Using the half-year results extract below, answer these:
(a) What were diluted earnings per share before goodwill amortisation and exceptional items?
(b) What interim dividend was paid for 2003?
(c) By what percentage did Plastic Systems sales decline?

### Page extract
──────

Diluted earnings per share, before goodwill amortisation and exceptional items
were 2.0p (H1 2003: loss of 1.3p).

Net borrowings reduced to #6.4 million as a result of strict cash management,
the disposal of Coastal and Cestrum Conservatories and the receipt of the
second part of the legacy product rectification claim of #14.5 million. This
compares to net debt at the end of June 2003 of #43.8 million. Following the
receipt of the net proceeds of #15.4 million from the disposal of Bristolpipe,
the group is, on average, debt-free.

As announced at the time of the settlement of the legacy product rectification
claim, the group has undertaken a further update to its lifetime cost
assessment, based on the latest scientific evidence and claims experience and
has increased the provision by the value of the second claim. The board
considers that this amount is sufficient to meet the cost of future claims. For
technical accounting reasons, it will be necessary to discount the provision and
charge notional interest in respect of the provision which is estimated at #3
million over the life of the provision, of which #0.6 million will be charged in
the second half of 2004.

The board has not declared an interim dividend (2003: 5.25p). The board
recognises the importance of dividends to shareholders, and dividends will be
restored once the board is satisfied that the group demonstrates its ability to
deliver acceptable and sustainable earnings.


Operational Review for the First Half of 2004

The UK PVC window, door and conservatory market was weaker than expected in the
first six months of 2004 and this continues to date. There are no firm industry
statistics on the whole sector, but the industry view is a market decline of at
least 5%. Against this background, the sales of our Hardware businesses were
broadly flat, as were operating profits. Plastic Systems sales declined by
12.4% largely due to the effect of customers lost during the period of supply
chain disruption in 2003. All efforts are being directed to generating new
business to arrest and reverse this trend. Despite the lower sales and higher
PVC resin costs (#0.8 million), the operating loss of Plastic Systems was
restricted to #2.3 million, a little better than the first half of 2003. This
was achieved primarily through lower customer credits, better raw material
efficiency, lower distribution costs, and reduced headcount. Customer service
levels have improved, but much more work remains to be done. The focus on
increasing sales volumes is absolute, but inevitably time will be required to
generate the additional sales necessary, at acceptable net margins, to return
the division to profitability.

──────

### Raw data

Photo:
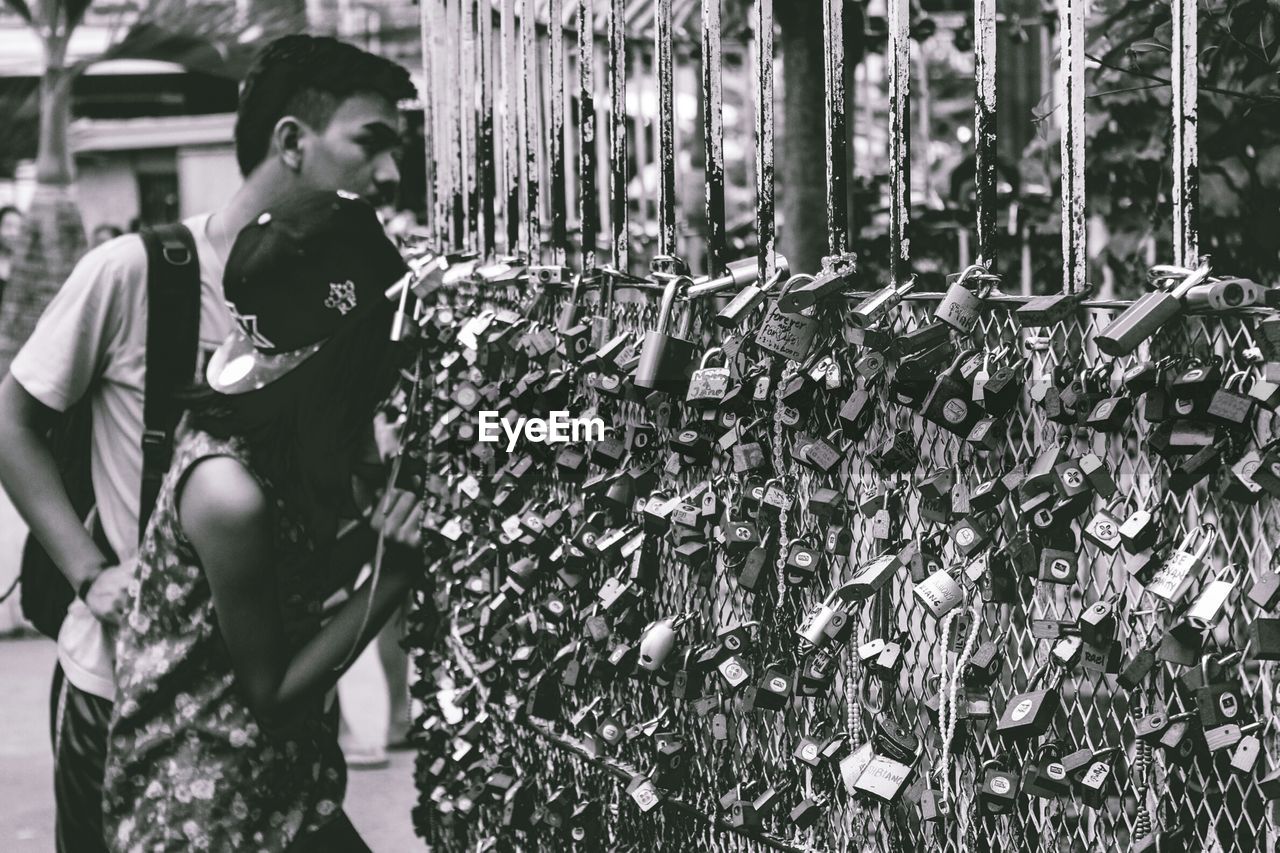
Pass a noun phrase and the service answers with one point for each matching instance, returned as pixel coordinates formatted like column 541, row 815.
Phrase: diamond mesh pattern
column 1220, row 804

──────

### Response to the task
(a) 2.0p
(b) 5.25p
(c) 12.4%